▸ **What the task requires**: The lines to be set down run from the line containing "Query: track light fixture" through the final line of the data below; print them exactly and print nothing else.

*** Dataset entries ***

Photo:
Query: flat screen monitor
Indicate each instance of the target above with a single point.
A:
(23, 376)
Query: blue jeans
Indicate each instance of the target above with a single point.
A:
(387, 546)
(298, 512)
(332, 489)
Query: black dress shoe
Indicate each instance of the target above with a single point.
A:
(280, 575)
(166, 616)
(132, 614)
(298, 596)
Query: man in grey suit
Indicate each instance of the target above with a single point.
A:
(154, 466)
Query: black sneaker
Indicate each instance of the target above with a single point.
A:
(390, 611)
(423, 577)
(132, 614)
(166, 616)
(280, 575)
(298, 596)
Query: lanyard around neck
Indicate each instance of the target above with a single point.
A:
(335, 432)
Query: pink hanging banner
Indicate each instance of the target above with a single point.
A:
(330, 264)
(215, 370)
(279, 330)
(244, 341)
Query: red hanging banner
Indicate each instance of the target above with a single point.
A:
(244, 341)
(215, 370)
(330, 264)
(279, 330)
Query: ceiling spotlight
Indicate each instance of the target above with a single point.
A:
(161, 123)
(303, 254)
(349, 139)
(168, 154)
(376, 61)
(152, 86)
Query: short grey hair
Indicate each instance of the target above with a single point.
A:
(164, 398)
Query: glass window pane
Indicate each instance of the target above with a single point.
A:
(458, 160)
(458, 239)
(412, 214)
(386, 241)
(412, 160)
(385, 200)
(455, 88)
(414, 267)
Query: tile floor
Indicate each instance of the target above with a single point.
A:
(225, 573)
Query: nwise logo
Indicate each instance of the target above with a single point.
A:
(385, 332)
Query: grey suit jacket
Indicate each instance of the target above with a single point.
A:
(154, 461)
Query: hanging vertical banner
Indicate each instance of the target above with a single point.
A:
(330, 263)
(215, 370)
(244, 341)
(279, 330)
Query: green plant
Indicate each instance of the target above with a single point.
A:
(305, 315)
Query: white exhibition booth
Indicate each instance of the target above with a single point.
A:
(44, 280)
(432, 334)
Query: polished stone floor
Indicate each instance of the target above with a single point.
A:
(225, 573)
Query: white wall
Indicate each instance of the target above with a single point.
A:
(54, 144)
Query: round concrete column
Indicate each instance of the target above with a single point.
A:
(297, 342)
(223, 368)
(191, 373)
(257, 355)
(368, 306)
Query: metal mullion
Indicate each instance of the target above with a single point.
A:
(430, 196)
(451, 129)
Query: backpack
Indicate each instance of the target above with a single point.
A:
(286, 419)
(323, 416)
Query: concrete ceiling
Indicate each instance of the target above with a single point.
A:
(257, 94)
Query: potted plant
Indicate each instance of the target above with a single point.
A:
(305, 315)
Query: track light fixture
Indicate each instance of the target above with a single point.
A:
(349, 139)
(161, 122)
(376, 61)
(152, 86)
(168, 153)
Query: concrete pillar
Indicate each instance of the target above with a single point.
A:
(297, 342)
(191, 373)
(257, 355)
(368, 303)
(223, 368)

*** End of Dataset entries ***

▸ **Answer section**:
Query: track light fixture
Indicate each instance of the target above with a single point.
A:
(349, 139)
(161, 122)
(376, 61)
(152, 86)
(168, 153)
Query: concrete pillar
Indicate each instance of the target above with a single point.
A:
(297, 342)
(191, 373)
(257, 355)
(368, 303)
(223, 368)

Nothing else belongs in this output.